§ **REQUIRED TASK**
Continue the passage on cognitive biases in marketing, starting right after its final sentence.

# Start of SOURCE PASSAGE

By understanding psychology, marketers can create more effective campaigns that resonate with their target audience.


In this article, we will look at a few ways you can use psychology in order to be more creative when it comes to anything from emails to ad copy.


What are Cognitive Biases?

Cognitive biases are specific patterns of thinking that can lead us to judge things not as they really are. These biases can affect our thinking in a number of ways, such as by causing us to focus on information that confirms our beliefs while ignoring information that contradicts them.


Learning about cognitive biases can help us to be more aware of the ways that our own thinking can lead us astray, and it can also help us to be more critical of the information we encounter. By being more aware of our own cognitive biases, we can take steps to correct them and make better decisions.


On the flip side, understanding cognitive biases can also help us to become better more persuasive marketers. Copywriting, for example, is often called an art and a science. The art comes from creativity and flow of communication, and the science comes from the persuasiveness of what you’re trying to get across.

# End of SOURCE PASSAGE
# Start of DATA ENTRIES

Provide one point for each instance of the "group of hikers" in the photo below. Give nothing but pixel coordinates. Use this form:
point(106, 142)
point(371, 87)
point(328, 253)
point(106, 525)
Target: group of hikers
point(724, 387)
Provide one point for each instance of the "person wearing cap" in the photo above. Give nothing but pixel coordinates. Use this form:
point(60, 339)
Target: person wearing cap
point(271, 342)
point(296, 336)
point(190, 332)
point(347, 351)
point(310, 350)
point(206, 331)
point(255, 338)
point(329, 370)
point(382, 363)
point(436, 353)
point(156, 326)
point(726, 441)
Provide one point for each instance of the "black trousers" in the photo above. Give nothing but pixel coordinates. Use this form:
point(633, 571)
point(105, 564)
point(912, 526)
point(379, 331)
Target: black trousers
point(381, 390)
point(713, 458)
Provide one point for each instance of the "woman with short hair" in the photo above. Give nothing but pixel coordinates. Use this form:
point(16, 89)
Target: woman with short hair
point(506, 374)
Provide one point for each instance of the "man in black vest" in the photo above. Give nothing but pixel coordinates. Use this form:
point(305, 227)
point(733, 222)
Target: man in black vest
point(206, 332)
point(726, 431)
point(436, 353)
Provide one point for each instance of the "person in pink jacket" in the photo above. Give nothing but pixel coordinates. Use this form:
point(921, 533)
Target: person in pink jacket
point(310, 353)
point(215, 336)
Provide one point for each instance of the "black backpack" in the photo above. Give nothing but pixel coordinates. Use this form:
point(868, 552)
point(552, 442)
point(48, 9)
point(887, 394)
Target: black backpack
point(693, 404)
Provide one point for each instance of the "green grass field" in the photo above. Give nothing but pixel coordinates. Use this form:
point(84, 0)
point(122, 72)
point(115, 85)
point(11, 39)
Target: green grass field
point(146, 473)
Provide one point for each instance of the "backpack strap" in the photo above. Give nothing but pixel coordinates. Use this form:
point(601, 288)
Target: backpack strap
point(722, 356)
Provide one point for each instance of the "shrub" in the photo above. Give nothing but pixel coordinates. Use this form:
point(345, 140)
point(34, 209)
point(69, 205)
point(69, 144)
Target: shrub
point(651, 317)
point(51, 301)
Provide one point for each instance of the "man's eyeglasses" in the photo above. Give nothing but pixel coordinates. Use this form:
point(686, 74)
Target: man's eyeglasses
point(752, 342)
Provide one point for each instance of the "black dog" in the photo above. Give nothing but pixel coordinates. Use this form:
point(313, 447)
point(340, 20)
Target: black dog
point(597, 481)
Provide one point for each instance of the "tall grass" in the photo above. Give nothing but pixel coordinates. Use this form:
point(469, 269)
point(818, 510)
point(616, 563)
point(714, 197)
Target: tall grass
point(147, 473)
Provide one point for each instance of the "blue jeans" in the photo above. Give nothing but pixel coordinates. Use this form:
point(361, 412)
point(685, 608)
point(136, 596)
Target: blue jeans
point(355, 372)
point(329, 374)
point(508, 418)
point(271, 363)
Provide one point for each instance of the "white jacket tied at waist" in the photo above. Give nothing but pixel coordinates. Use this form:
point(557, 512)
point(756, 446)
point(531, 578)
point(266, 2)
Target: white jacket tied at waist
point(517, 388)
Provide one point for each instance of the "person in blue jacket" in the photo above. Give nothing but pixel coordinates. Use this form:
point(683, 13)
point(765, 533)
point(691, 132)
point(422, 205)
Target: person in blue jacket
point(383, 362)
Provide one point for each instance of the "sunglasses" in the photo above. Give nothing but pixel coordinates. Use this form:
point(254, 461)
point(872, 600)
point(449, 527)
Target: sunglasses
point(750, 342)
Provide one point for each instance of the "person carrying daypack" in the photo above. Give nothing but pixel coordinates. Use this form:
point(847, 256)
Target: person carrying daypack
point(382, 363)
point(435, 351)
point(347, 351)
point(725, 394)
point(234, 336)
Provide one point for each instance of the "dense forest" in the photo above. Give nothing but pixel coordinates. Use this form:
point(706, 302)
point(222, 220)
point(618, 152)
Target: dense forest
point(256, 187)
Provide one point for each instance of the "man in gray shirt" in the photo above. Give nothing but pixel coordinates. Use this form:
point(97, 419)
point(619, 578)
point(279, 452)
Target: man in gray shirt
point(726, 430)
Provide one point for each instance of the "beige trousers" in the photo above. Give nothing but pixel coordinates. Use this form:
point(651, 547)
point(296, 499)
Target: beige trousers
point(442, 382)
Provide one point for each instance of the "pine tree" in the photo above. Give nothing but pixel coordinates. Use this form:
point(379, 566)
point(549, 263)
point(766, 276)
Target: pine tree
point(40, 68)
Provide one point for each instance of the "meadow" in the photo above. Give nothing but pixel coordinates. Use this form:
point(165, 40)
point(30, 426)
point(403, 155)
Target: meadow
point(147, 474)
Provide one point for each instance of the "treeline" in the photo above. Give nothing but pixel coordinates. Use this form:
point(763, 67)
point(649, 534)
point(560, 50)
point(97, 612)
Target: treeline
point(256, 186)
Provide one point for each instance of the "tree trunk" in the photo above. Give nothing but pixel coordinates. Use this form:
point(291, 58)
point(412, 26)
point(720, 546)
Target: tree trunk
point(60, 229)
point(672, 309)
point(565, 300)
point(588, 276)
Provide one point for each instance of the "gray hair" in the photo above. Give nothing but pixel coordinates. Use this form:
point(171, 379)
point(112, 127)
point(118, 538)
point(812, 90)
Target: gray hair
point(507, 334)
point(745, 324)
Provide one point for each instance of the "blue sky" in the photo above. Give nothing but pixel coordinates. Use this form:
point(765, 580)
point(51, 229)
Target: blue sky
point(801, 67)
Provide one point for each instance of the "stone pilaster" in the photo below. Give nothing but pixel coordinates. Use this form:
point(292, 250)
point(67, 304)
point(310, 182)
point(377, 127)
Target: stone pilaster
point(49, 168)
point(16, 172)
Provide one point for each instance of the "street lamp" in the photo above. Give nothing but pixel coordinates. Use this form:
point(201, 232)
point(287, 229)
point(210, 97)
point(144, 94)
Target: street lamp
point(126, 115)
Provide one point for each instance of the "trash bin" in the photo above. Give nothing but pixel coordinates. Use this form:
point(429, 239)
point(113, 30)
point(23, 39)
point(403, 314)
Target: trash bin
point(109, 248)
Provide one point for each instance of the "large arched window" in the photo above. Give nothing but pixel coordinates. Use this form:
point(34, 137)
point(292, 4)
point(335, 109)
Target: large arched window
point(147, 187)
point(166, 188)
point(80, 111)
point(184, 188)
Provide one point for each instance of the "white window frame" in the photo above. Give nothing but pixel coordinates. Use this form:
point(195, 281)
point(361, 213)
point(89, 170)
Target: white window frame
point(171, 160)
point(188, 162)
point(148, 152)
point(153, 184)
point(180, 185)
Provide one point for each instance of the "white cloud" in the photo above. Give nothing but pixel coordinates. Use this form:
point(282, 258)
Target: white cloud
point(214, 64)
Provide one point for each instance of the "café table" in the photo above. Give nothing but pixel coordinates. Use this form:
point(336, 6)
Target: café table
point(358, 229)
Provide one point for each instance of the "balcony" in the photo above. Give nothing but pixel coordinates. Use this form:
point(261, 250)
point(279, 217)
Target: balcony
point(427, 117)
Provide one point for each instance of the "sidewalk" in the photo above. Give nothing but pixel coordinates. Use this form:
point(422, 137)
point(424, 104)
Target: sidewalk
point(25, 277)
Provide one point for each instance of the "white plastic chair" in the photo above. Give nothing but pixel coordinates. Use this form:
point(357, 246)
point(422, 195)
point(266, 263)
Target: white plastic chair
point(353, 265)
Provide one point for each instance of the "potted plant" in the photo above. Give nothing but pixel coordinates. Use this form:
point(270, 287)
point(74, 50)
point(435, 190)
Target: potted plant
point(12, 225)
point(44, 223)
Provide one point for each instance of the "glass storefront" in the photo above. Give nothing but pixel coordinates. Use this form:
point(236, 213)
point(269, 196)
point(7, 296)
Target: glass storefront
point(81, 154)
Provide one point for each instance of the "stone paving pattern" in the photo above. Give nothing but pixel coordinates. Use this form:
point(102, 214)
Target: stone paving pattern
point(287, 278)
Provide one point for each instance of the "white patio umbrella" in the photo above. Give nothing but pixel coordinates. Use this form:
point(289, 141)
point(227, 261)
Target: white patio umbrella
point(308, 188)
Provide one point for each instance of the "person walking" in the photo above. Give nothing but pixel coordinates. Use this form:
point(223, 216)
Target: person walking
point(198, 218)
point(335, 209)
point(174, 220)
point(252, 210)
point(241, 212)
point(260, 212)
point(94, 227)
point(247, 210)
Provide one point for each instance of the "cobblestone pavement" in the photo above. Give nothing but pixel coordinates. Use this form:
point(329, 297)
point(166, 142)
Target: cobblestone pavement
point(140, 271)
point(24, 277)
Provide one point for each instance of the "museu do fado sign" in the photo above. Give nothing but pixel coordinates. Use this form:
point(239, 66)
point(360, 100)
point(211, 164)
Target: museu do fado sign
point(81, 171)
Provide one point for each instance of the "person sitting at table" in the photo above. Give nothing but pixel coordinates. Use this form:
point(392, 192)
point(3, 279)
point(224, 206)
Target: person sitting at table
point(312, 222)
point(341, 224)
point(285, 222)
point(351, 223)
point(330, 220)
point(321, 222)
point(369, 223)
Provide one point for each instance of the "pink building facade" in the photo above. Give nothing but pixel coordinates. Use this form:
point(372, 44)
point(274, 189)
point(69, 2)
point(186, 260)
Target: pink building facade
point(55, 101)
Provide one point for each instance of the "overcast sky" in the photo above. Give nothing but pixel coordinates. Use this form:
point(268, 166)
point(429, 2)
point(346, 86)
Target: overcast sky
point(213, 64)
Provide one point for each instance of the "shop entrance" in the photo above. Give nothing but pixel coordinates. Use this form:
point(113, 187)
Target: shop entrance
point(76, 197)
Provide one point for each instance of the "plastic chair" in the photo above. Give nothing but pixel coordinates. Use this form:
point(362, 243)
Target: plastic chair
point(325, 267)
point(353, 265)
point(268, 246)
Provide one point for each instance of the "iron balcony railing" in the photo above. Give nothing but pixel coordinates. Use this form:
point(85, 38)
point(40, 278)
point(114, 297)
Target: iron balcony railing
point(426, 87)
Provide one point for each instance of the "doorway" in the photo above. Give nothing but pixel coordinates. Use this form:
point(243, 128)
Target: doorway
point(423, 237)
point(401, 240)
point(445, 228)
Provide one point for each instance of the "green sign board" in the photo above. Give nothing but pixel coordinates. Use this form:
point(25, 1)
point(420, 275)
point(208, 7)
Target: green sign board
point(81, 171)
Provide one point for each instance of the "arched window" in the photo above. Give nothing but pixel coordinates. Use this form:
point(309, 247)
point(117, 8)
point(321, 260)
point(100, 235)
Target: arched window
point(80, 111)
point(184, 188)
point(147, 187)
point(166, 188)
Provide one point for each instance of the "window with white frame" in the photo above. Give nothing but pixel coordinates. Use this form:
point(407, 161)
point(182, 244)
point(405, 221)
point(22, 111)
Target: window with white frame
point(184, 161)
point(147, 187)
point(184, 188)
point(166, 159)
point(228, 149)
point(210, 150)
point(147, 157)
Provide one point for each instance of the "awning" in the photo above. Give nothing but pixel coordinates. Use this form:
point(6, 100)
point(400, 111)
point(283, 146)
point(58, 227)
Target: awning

# End of DATA ENTRIES

§ **RESULT BELOW**
Cognitive Biases You Can Use In Your Marketing


Cognitive biases can influence people’s perceptions of products and brands, which can impact how likely they are to buy them. Therefore, it is important for businesses to be aware of the most common cognitive biases and how they can influence customers’ behavior.


Here are the top 9 biases, I lean into in order to give that extra persuasive punch to my copy, ads, and content.

1. Bandwagon effect

The bandwagon effect is a cognitive bias that occurs when people think that others are doing something because it is the right thing to do, not because they personally believe in it. 


Restaurants with lots of people inside often raise the most intrigue for this reason. 


This bias can be used in marketing copy to persuade people to buy a product or service by highlighting how many other people have already made the same decision.


A recent example I’ve seen of this is on certain stores that have LIVE shopper notifications, which continually pop up whenever anyone buys something from an online store (or every few seconds, since many of them are actually fake).

2. Confirmation bias

The confirmation bias is a cognitive bias that occurs when people selectively seek out information that confirms their preexisting beliefs. This bias can be used in marketing to persuade people to buy a product or service by highlighting how it meets their specific needs and preferences.


This is often used in the PAS (pain-agitate-solve) model and works best when you really do the work in understanding your audience’s avatar. 


The more you understand them, the more you can talk about and agitate their pain points directing them to your offer.


3. Reciprocity bias

The reciprocity bias is a cognitive bias that occurs when people feel obliged to return favors done for them. This bias can be used in marketing to persuade people to buy a product or service by offering them a free trial or sample.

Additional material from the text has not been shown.